* start The data *
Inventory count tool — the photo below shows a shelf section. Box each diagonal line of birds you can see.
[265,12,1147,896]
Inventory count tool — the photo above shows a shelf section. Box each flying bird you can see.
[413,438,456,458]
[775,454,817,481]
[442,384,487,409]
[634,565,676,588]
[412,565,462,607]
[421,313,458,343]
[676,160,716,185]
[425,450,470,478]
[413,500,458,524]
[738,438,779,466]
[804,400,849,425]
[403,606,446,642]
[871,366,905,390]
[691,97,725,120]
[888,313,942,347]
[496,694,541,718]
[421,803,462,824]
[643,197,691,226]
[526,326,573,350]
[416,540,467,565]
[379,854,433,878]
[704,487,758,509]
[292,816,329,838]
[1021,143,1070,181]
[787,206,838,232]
* end The data *
■ Goal of the exercise ■
Swap "shelf section" for "store aisle" everywhere it occurs in these lines, and reproduce them otherwise unchanged.

■ Response to this exercise ■
Inventory count tool — the photo below shows a store aisle. Box each diagonal line of birds you can see.
[265,12,1147,896]
Inventory count tool — the photo above shows a store aisle. Box each flying bird you can see.
[413,438,456,458]
[775,454,817,481]
[442,384,487,409]
[634,565,676,588]
[412,565,462,607]
[421,313,458,343]
[676,160,716,185]
[425,450,470,478]
[413,500,458,524]
[738,438,779,466]
[804,400,849,425]
[403,606,446,642]
[871,366,905,390]
[691,97,725,120]
[888,313,942,347]
[496,694,541,718]
[421,803,462,824]
[643,197,691,226]
[526,326,573,350]
[416,540,467,565]
[379,854,433,878]
[704,487,758,509]
[292,816,329,838]
[1021,143,1070,181]
[787,206,838,232]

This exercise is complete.